Consigna: Di cuántas líneas del material contienen la palabra "green". Responde solo con el número y ten en cuenta que importan las mayúsculas y minúsculas.

[Filas del conjunto de datos]

******************************

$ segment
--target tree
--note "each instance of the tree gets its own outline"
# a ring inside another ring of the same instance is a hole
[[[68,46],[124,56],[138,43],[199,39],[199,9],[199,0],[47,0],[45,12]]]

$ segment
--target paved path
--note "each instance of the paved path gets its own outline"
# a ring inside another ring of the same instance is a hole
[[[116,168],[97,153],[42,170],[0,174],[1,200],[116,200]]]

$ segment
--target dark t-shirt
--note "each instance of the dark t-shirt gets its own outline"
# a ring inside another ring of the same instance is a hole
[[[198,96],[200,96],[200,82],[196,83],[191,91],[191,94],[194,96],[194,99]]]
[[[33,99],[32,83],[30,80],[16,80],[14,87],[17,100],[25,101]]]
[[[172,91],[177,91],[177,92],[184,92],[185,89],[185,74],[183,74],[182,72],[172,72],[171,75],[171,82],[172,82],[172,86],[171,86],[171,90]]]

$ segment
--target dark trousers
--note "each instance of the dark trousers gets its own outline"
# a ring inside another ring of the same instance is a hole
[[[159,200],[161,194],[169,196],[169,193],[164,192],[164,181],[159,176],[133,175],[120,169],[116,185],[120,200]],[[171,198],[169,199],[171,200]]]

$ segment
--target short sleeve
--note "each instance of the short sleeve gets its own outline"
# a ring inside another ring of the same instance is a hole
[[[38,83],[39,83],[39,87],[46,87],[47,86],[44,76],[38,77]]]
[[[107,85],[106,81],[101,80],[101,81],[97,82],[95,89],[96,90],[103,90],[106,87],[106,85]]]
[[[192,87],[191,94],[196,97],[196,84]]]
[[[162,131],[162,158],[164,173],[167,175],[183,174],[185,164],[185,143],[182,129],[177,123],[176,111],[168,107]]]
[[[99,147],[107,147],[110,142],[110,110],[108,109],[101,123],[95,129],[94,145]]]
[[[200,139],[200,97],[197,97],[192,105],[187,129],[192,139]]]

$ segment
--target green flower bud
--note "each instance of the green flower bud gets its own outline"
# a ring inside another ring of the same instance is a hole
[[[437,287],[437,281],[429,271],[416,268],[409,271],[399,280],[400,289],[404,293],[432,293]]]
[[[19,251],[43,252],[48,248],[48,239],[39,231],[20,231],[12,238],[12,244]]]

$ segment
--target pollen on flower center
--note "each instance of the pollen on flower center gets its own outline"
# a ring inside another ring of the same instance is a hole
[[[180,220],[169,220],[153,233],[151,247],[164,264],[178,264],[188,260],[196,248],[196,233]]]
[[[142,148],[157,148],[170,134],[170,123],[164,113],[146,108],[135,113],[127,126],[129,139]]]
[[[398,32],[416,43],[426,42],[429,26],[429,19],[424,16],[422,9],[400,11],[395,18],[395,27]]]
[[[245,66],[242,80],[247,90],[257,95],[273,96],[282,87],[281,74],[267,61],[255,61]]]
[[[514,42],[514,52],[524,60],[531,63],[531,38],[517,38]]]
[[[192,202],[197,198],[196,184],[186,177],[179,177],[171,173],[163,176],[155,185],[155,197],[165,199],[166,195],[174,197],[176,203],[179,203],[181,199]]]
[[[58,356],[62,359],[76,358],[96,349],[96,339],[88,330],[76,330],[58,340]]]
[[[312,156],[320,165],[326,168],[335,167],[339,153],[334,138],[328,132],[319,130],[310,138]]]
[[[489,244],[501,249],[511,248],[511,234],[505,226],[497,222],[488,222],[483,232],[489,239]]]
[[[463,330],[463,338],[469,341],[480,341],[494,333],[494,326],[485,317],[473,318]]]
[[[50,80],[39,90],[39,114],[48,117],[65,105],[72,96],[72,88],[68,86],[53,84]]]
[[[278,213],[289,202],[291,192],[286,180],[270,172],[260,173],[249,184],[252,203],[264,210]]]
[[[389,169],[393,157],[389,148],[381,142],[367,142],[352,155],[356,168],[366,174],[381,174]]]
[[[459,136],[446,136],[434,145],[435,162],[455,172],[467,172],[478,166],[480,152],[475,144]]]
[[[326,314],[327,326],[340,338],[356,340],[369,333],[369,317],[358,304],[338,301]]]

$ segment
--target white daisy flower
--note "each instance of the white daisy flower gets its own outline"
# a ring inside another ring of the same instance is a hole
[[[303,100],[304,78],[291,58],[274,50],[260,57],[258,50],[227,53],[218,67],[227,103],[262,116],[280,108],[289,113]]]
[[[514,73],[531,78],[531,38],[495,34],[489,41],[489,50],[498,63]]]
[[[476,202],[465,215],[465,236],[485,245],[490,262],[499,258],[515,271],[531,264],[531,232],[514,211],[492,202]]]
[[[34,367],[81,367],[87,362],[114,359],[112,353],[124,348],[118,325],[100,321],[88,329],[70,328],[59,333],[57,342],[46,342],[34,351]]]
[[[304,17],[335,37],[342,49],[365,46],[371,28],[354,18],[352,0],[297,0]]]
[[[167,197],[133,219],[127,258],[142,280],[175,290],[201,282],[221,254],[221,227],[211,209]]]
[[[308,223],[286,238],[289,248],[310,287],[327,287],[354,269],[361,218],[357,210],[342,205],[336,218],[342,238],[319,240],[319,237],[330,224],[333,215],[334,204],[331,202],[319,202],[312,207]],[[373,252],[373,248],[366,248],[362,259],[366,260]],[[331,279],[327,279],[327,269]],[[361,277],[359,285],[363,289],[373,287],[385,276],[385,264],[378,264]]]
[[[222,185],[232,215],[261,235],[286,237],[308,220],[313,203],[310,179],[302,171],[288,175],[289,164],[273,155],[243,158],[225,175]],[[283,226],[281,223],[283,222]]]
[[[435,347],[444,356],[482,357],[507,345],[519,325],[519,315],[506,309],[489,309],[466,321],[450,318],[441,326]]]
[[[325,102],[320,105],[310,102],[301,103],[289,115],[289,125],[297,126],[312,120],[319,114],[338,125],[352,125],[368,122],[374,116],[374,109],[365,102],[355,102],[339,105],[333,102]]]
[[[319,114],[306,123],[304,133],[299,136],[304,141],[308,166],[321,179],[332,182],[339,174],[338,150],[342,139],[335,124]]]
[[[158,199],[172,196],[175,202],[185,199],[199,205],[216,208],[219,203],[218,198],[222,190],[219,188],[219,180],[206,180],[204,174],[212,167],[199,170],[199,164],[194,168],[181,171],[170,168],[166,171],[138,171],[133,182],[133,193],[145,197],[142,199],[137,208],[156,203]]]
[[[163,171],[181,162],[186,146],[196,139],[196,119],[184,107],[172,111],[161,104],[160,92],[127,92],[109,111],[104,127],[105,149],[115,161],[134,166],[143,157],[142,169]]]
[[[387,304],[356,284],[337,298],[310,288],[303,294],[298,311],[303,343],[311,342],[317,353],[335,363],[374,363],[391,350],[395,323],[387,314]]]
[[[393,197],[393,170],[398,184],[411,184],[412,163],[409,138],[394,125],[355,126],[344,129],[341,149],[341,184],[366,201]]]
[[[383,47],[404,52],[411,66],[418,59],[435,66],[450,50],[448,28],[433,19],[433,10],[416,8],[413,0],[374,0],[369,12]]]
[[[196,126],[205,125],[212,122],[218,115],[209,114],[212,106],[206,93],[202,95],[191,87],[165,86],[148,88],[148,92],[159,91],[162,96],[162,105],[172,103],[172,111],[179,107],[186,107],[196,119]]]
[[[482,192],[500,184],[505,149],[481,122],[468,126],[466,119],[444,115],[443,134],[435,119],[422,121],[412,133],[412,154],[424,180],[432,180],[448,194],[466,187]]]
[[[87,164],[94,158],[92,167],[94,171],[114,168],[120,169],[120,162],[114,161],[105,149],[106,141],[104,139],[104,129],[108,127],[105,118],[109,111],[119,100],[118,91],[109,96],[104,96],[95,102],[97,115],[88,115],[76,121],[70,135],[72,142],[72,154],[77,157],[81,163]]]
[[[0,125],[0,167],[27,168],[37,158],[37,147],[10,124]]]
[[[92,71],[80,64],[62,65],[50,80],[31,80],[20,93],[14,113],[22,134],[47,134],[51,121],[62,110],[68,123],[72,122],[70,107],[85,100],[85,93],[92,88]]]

******************************

Respuesta: 2